= To do =
a. In the film commentary, whose camera must be rolling in a dark alley to really "bring it"?
b. Resume the film commentary after its final sentence and continue it.

= Document text =
┏━━
But maybe, just maybe, you don't have to choose between the smarmy unconsciousness of Cruise, nor the withered entitlement of Pollack, nor the primordial mockery of Kidman. You can be free, and real, like Harvey Keitel.


Only they won't let you swagger around nude on crack and masturbate into people's hair at these hoity toity big budget control freak orgies (if ever there was a contradiction in terms!) To really "bring it" you have to find a dark alley with Abel Ferrara's camera rolling in the dark ominousness of a real New York, not Kubrick's expensive indoor studio sets. Kubrick's film tries to deconstruct the notion of a "No sex, please, we're British" sex film about sex in New York, but it has nothing to do with New York, per se (as in the bridge and tunnel gang making homophobic remarks at Cruise like its 1979) and instead ends up lost in its own self-reflexive maze of overthought set design, suffocating luxury and meaningless sex.

But what does that matter? Jesus said a rich man can no more enter the gates of heaven than a camel can pass through the eye of a needle. Pollack's elite power broker is the rich man shredding camel after camel as he tries to force them through the needle so he can feel half as as alive as reckless Harvey's BAD LIEUTENANT, who just goes around snorting coke, passing out, making bets on the Dodgers, jerking off at underage Jersey girls, and screaming through the gates of heaven into the arms of Christ our Lord as He appeareth in a crack withdrawal flashback. Amen, brother.
┗━━
= Supplied records =
┏━━
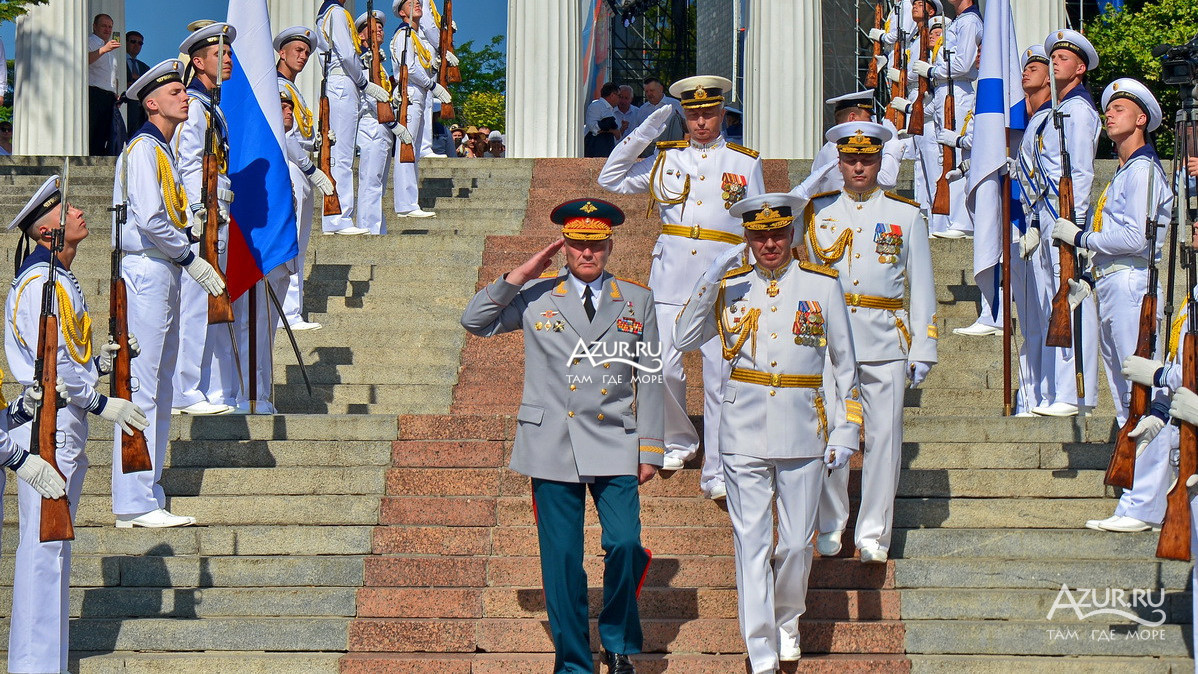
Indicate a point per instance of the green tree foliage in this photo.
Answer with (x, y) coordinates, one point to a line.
┗━━
┏━━
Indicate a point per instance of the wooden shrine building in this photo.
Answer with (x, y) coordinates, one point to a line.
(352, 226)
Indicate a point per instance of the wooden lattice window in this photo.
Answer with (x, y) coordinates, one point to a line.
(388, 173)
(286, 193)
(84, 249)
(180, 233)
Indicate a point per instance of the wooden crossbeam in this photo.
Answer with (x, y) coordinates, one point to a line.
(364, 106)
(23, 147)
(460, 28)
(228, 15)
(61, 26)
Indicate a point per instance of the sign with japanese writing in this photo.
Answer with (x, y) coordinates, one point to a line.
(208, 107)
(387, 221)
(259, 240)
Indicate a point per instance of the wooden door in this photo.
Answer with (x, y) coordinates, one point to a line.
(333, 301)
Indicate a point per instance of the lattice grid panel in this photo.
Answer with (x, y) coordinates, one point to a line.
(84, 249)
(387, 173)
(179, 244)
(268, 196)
┗━━
= Task answers =
a. Abel Ferrara's camera.

b.
------I wrote the above, then found this from Zizek, which doesn't mention the anal father aspect, but is nonetheless interesting as an explanation of the orgy scene's antiquated timidity:
"It is only Nicole Kidman’s fantasy that truly is a fantasy, while Tom Cruise’s fantasy is a reflexive fake, a desperate attempt to artificially recreate/reach the fantasy, a fantasizing triggered by the traumatic encounter of the Other’s fantasy, a desperate attempt to answer the enigma of the Other’s fantasy: what was the fantasized scene/encounter that so deeply marked her? What Cruise does on his adventurous night is to go on a kind of window-shopping trip for fantasies: each situation in which he finds himself can be read as a realized fantasy – firstly the fantasy of being the object of the passionate love interest of his patient’s daughter; then the fantasy of encountering a kind prostitute who doesn’t even want money from him; then the encounter with the weird Serb (?) owner of the mask rental store who is also a pimp for his juvenile daughter; finally, the big orgy in the suburban villa. This accounts for the strangely subdued, statuesque, ‘impotent’ even, character of the scene of the orgy in which his adventure finds its culmination. What many a critic dismissed as the film’s ridiculously aseptic and out-of-date depiction of the orgy works to its advantage, pointing towards the paralysis of the hero’s ‘capacity to fantasize." (173-175

But there you go again, Harvey Keitel ain't paralyzed! He lives the fantasy cuz he's much too drunk to fantasize! (TDTF). Go Harvey! Oh wait, is he passed out?